▶

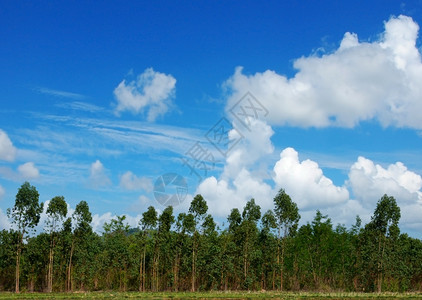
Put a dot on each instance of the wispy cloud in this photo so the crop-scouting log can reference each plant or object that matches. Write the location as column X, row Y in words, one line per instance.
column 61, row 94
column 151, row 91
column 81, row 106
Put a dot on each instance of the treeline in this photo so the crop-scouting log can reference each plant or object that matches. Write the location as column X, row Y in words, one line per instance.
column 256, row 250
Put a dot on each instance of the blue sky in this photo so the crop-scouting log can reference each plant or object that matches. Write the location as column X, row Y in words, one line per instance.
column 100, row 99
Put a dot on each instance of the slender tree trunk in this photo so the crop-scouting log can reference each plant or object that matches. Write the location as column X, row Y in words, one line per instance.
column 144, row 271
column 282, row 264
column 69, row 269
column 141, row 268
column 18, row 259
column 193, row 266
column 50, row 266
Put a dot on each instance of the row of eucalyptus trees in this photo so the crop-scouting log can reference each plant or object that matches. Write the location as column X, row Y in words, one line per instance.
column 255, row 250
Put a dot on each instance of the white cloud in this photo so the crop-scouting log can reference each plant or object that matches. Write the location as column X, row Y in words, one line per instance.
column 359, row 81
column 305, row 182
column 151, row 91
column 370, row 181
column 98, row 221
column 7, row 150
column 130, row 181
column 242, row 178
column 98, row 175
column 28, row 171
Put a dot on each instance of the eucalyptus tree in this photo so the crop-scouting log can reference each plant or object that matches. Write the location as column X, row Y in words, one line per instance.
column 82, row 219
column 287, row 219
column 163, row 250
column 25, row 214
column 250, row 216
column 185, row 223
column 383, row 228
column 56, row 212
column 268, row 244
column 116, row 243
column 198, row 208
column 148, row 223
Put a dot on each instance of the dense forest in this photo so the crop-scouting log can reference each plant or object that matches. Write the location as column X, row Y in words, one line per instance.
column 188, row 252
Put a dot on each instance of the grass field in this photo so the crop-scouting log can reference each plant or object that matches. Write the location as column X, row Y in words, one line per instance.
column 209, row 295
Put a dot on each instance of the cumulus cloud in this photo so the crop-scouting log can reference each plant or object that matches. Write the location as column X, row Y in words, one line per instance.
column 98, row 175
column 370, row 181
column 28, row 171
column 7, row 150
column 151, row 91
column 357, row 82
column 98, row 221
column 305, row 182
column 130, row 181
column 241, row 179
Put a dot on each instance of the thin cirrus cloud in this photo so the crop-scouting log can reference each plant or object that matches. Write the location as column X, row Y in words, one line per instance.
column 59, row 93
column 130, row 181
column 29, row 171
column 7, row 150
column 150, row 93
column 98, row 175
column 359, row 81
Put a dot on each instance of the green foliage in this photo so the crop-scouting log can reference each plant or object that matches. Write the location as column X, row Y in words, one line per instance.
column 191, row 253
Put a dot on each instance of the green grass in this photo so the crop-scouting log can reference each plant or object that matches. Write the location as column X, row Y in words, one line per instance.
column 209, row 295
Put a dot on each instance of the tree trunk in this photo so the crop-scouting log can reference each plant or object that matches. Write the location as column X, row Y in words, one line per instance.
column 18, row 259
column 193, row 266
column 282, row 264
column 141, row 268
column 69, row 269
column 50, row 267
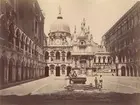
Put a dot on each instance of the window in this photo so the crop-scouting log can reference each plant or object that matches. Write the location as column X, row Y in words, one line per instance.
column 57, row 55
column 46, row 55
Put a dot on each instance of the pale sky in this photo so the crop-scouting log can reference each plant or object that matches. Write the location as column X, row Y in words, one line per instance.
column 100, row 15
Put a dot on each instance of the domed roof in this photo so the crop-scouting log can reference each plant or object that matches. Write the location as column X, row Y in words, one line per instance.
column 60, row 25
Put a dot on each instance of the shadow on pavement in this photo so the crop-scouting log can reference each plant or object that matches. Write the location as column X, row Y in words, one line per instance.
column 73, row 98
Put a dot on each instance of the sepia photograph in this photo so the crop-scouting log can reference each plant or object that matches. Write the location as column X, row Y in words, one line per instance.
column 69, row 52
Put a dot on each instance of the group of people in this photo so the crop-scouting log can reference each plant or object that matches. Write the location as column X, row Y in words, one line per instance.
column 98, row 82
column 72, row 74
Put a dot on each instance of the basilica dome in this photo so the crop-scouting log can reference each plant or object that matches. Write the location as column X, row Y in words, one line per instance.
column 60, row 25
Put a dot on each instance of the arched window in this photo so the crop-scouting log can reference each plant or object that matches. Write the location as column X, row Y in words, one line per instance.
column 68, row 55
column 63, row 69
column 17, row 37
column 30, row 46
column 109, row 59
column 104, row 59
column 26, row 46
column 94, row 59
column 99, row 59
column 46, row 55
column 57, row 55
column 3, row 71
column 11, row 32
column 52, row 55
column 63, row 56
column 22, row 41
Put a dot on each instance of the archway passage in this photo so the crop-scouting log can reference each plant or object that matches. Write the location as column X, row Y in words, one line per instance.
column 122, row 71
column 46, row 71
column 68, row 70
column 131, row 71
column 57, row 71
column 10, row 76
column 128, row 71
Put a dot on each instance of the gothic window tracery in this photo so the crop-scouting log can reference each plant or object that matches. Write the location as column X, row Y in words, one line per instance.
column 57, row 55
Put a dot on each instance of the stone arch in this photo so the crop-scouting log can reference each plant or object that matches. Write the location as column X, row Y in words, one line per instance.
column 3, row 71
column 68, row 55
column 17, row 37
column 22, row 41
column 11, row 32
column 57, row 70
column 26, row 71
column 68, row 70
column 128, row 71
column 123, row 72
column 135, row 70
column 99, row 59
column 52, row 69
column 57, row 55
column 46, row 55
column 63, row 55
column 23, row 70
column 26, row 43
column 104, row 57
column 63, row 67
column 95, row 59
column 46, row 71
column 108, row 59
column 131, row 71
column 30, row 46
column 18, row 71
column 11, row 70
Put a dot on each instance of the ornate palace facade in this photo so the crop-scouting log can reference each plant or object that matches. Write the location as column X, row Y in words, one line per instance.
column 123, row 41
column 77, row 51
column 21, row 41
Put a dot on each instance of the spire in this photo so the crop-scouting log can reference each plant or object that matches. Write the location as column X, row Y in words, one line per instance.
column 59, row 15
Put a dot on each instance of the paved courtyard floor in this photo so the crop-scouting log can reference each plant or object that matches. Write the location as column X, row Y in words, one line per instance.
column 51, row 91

◀

Problem: Give the records again exactly, minus the pictures.

Worked solution:
Put a dot on each instance of the wispy cloud in this photo so the crop-scouting log can reference each plant or object that matches. Write the location as column X, row Y in words, one line per instance.
column 61, row 94
column 151, row 91
column 81, row 106
Put a dot on each instance of the treeline in this photo so the crop-scouting log can reference each plant or object that matches. Write the location as column X, row Y in words, one line per instance.
column 256, row 250
Put a dot on each instance of the blue sky in this photo so the crop-scouting log can reference each plant or object that matches. Write the location as column X, row Y in words, one line per instance.
column 100, row 99
Put a dot on each instance of the slender tree trunk in this photo so the crop-scouting log can reference each plant or object that matches. Write the location as column X, row Y in words, one line per instance.
column 144, row 271
column 282, row 264
column 69, row 269
column 141, row 268
column 18, row 259
column 193, row 266
column 50, row 266
Put a dot on each instance of the row of eucalyptus trees in this photo so the crop-scouting log can reference each plant or object that matches. Write the location as column X, row Y in words, one line per instance.
column 255, row 250
Put a dot on each instance of the white cloud in this photo so the crop-scouting log can reference each plant or object that matches. Write the location as column X, row Y in words, one line per instance.
column 359, row 81
column 305, row 182
column 151, row 91
column 370, row 181
column 98, row 221
column 7, row 150
column 130, row 181
column 242, row 178
column 98, row 175
column 28, row 171
Put a dot on each instance of the eucalyptus tree in this photo so the crop-scouting log can reference each plant or object that matches. Write the location as column X, row Y in words, one line per instance.
column 82, row 219
column 287, row 219
column 163, row 250
column 25, row 214
column 250, row 216
column 185, row 223
column 383, row 228
column 56, row 212
column 268, row 244
column 116, row 243
column 198, row 208
column 148, row 223
Put a dot on each instance of the dense forest in this photo so the crop-scouting log can reference each plant or object that matches. Write the location as column X, row Y in words, one line per instance.
column 188, row 252
Put a dot on each instance of the grass field in this photo so the crop-scouting log can reference each plant or object that matches. Write the location as column X, row Y in words, one line per instance.
column 209, row 295
Put a dot on each instance of the cumulus cloud in this photo so the crop-scouting log can reference each plant or object that matches. Write the location as column X, row Y in words, one line per instance.
column 98, row 175
column 370, row 181
column 28, row 171
column 7, row 150
column 151, row 91
column 357, row 82
column 98, row 221
column 305, row 182
column 130, row 181
column 241, row 179
Put a dot on each instance of the thin cirrus cloud in this photo so the crop-scouting log can reference each plant or object that matches. Write the location as column X, row Y in words, one line per instance.
column 59, row 93
column 130, row 181
column 29, row 171
column 7, row 150
column 150, row 93
column 98, row 175
column 359, row 81
Put a dot on each instance of the green foliage in this photo so the crop-scouting log can reference each plant or object that matches. Write the location as column X, row Y in words, one line per instance.
column 191, row 253
Put a dot on each instance of the green grass in this photo so the crop-scouting log can reference each plant or object that matches. Write the location as column X, row Y in words, one line per instance.
column 209, row 295
Put a dot on each instance of the tree trunk in this photo so the crop-scouting log can reference each plant or object that matches. Write the location as column X, row Y in words, one line per instance.
column 18, row 259
column 193, row 266
column 282, row 264
column 141, row 268
column 69, row 269
column 50, row 267
Put a dot on each instance of the window in this photo so the crop-scouting log can reference each plant or object that matches. Write the location as column X, row Y in words, one line per instance.
column 57, row 55
column 46, row 55
Put a dot on each instance of the pale sky in this photo so the crop-scouting log can reference each plant or object that matches. Write the location as column X, row Y in words, one line per instance.
column 100, row 15
Put a dot on each instance of the domed roof in this photo so the crop-scouting log can reference each plant or object that matches. Write the location as column X, row Y in words, one line per instance.
column 60, row 25
Put a dot on each instance of the shadow on pavement in this photo so the crop-scouting log can reference each plant or object that matches. Write the location as column X, row Y in words, one line per instance.
column 73, row 98
Put a dot on each instance of the sepia photograph in this photo so the crop-scouting log can reference each plant or object that matches. Write the location as column X, row Y in words, one line per instance.
column 69, row 52
Put a dot on each instance of the group of people in this photo so the crop-scouting log can reference each plant or object that matches. Write the location as column X, row Y in words, one line per instance.
column 98, row 82
column 72, row 74
Put a dot on each instance of the basilica dome in this photo so the crop-scouting log can reference each plant or object that matches. Write the location as column X, row Y in words, one line per instance.
column 60, row 25
Put a dot on each instance of the arched window in this photo so the crop-scouting log can reference each plant or object that matches. Write the location as column X, row Y in words, one line per instance.
column 68, row 55
column 63, row 69
column 17, row 37
column 30, row 46
column 109, row 59
column 104, row 59
column 26, row 46
column 94, row 59
column 99, row 59
column 46, row 55
column 57, row 55
column 3, row 71
column 11, row 32
column 52, row 55
column 63, row 56
column 22, row 41
Put a dot on each instance of the archway passage in this photo so the crop-scouting log can reference each plant or object that matches. Write the location as column X, row Y in words, one line per instance.
column 122, row 71
column 46, row 71
column 68, row 70
column 131, row 71
column 57, row 71
column 10, row 76
column 128, row 71
Put a dot on each instance of the gothic window tracery in this photo so the crop-scouting log can reference each plant or object that matches. Write the location as column X, row Y in words, one line per instance.
column 57, row 55
Put a dot on each instance of the stone arch in this photo so the crop-scouting log can reference each plant or object that matches. Write the location as column X, row Y in words, one line per instance.
column 3, row 71
column 68, row 55
column 17, row 37
column 22, row 41
column 11, row 32
column 57, row 70
column 26, row 71
column 68, row 70
column 128, row 71
column 123, row 72
column 135, row 70
column 99, row 59
column 52, row 69
column 57, row 55
column 46, row 55
column 63, row 55
column 23, row 70
column 26, row 43
column 104, row 57
column 63, row 67
column 95, row 59
column 46, row 71
column 108, row 59
column 131, row 71
column 30, row 46
column 18, row 71
column 11, row 70
Put a dot on each instance of the ornate palace facade in this photo so the crop-scouting log can reference each plant or object that matches. Write the location as column X, row Y in words, one line per instance.
column 123, row 41
column 77, row 51
column 21, row 41
Put a dot on each instance of the spire in this photo so the crop-scouting log can reference each plant or object that matches. Write the location as column X, row Y in words, one line per instance.
column 59, row 15
Put a dot on each instance of the paved courtyard floor in this photo so the crop-scouting log can reference each plant or object that matches. Write the location as column X, row Y in words, one line per instance.
column 51, row 91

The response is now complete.